Provide an exact repetition of every entry, with no word altered.

**RECORDS PROVIDED**
Segment Open

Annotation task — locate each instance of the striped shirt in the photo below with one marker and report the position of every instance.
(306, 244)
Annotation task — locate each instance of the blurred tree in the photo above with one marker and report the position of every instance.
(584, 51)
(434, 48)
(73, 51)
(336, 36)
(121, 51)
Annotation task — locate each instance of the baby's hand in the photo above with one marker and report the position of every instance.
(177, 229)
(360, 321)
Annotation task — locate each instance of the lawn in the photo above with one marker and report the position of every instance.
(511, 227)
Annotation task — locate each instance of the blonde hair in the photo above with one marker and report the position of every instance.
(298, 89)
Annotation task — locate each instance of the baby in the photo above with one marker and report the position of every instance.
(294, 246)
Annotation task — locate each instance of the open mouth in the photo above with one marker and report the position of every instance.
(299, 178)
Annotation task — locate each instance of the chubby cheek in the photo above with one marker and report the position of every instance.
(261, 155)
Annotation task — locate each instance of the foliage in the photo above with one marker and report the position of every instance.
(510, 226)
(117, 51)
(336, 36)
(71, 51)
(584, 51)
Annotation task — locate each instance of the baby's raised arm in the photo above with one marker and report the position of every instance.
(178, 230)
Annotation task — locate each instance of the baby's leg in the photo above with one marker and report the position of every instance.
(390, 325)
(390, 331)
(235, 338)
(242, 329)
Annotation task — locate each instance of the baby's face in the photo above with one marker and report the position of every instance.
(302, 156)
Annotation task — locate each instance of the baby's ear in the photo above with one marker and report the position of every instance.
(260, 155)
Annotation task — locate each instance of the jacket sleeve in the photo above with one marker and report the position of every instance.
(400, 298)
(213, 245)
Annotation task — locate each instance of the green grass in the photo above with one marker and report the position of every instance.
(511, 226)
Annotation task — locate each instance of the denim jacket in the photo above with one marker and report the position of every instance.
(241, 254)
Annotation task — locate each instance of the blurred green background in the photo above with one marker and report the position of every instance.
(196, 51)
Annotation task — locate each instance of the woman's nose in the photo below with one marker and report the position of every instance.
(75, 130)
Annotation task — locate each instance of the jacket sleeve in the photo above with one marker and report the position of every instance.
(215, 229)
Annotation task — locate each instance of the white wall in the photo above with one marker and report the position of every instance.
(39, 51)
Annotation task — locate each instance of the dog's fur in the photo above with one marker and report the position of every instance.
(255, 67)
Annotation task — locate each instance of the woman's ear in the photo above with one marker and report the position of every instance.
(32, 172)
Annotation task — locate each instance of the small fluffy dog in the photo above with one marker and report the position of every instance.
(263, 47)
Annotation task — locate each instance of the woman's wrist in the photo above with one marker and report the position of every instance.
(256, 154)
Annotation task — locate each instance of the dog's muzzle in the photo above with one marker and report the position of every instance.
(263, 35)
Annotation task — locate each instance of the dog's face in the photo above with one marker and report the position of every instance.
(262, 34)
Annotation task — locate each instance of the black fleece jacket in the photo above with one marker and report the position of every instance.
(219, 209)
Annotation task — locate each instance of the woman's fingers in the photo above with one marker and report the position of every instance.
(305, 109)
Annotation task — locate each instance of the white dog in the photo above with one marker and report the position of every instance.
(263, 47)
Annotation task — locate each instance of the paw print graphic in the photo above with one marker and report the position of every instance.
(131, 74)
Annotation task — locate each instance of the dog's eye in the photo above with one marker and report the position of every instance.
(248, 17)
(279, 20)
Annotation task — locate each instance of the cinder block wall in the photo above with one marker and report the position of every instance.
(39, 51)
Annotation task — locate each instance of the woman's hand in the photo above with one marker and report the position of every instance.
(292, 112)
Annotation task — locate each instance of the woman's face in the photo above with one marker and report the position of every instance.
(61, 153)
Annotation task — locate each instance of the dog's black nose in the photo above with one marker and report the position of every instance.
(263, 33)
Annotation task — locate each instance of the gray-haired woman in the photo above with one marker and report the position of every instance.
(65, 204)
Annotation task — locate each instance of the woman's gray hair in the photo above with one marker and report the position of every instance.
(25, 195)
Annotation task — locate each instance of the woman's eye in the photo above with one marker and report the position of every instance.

Segment Closed

**EXERCISE RESULT**
Annotation task — locate each instance of the striped shirt in the photo below with one marker and report the position of every instance.
(306, 244)
Annotation task — locate each instance of the blurred tree in the photo above with one marker and report the position of every instance.
(584, 51)
(434, 48)
(73, 51)
(336, 36)
(121, 51)
Annotation task — locate each instance of the baby's hand in the photo above with one marker and report the position of every instance.
(177, 229)
(360, 321)
Annotation task — locate each instance of the lawn in the photo above with one marker and report the position of every instance.
(511, 227)
Annotation task — locate each instance of the blonde hair in the photo above with one marker and report the position of every instance.
(298, 89)
Annotation task — locate each instance of the baby in the photo above with one marker and report the position of every instance.
(294, 246)
Annotation task — locate each instance of the open mouth in the photo above with one marker and report the position of every instance.
(299, 178)
Annotation task — locate each instance of the chubby cheek in the photo above with one marker and report the position of every instance.
(261, 155)
Annotation task — locate each instance of the foliage in the photo above with one marker and report the position of every instance.
(510, 226)
(117, 51)
(336, 36)
(71, 51)
(584, 51)
Annotation task — locate each instance of the baby's raised arm in the photo above with one marker and report the position of every instance.
(178, 230)
Annotation task — locate each instance of the baby's leg in the photo above with one marker and report the position of every instance.
(390, 325)
(390, 331)
(235, 338)
(242, 329)
Annotation task — locate each instance of the baby's face in the photo above with one marker and report the position of every instance.
(302, 156)
Annotation task — locate each instance of the baby's ear in the photo above with one marker and report the position of every instance.
(260, 155)
Annotation task — locate each instance of the jacket sleeve in the photo above with one marker and report the position of every instance.
(400, 298)
(213, 245)
Annotation task — locate each instance of the green grass in the photo above with one marker and report the position of every instance.
(511, 226)
Annotation task — locate each instance of the denim jacket in the photo above with one marker and report the position of every instance.
(241, 254)
Annotation task — locate each instance of the blurred green background in the photo above with one marker and report the position of every instance.
(196, 51)
Annotation task — locate each instance of the woman's nose in the photo below with one marker and report the position of every instance.
(75, 130)
Annotation task — locate each instance of the jacket sleeve in the photo above with one marker and report the position of every instance.
(215, 229)
Annotation task — locate each instance of the white wall in the photo above with one marker and report the position of every instance.
(39, 51)
Annotation task — locate each instance of the dog's fur in the photo above with one marker and report the position of every instance.
(255, 67)
Annotation task — locate each instance of the woman's ear in the photo above with one marker and report the position of every instance.
(32, 172)
Annotation task — locate each instance of the small fluffy dog in the photo above with one marker and report the position of every instance.
(263, 47)
Annotation task — locate each instance of the woman's wrist in the photo above with one marker and report the position of every instance.
(256, 154)
Annotation task — locate each instance of the dog's muzzle in the photo above with one marker and report the position of every instance.
(263, 35)
Annotation task — locate each instance of the dog's face in the photo above with one marker and report the position of every instance.
(262, 34)
Annotation task — locate each instance of the black fleece jacket in the photo above with one marker and report the position of every instance.
(219, 209)
Annotation task — locate each instance of the woman's fingers in the photo above with one marker and report the position of every instance.
(305, 109)
Annotation task — locate each instance of the white dog in the photo above with one marker and report the position of every instance.
(263, 47)
Annotation task — locate each instance of the paw print graphic in the photo above with one marker and report the position of every instance.
(131, 74)
Annotation task — locate each instance of the dog's eye in the photo above with one marker and report the position of every instance.
(248, 17)
(279, 20)
Annotation task — locate each instance of the cinder block wall in the photo above with one marker and report the position of every instance.
(39, 51)
Annotation task — locate each instance of the woman's hand in the photo above with one marker and report the position of every instance.
(292, 112)
Annotation task — locate each instance of the woman's face in the photo above with one marker and report the position of every instance.
(61, 153)
Annotation task — locate each instance of the dog's black nose in the photo above with one marker and report the position of every instance.
(263, 33)
Annotation task — locate each instance of the gray-haired woman in the photo above with one marker and report the position of every instance.
(65, 204)
Annotation task — locate each instance of the woman's gray hair in the photo above with one marker and report the position of every instance.
(25, 195)
Annotation task — locate each instance of the woman's eye in the photo above with one marker and report the position of every instance.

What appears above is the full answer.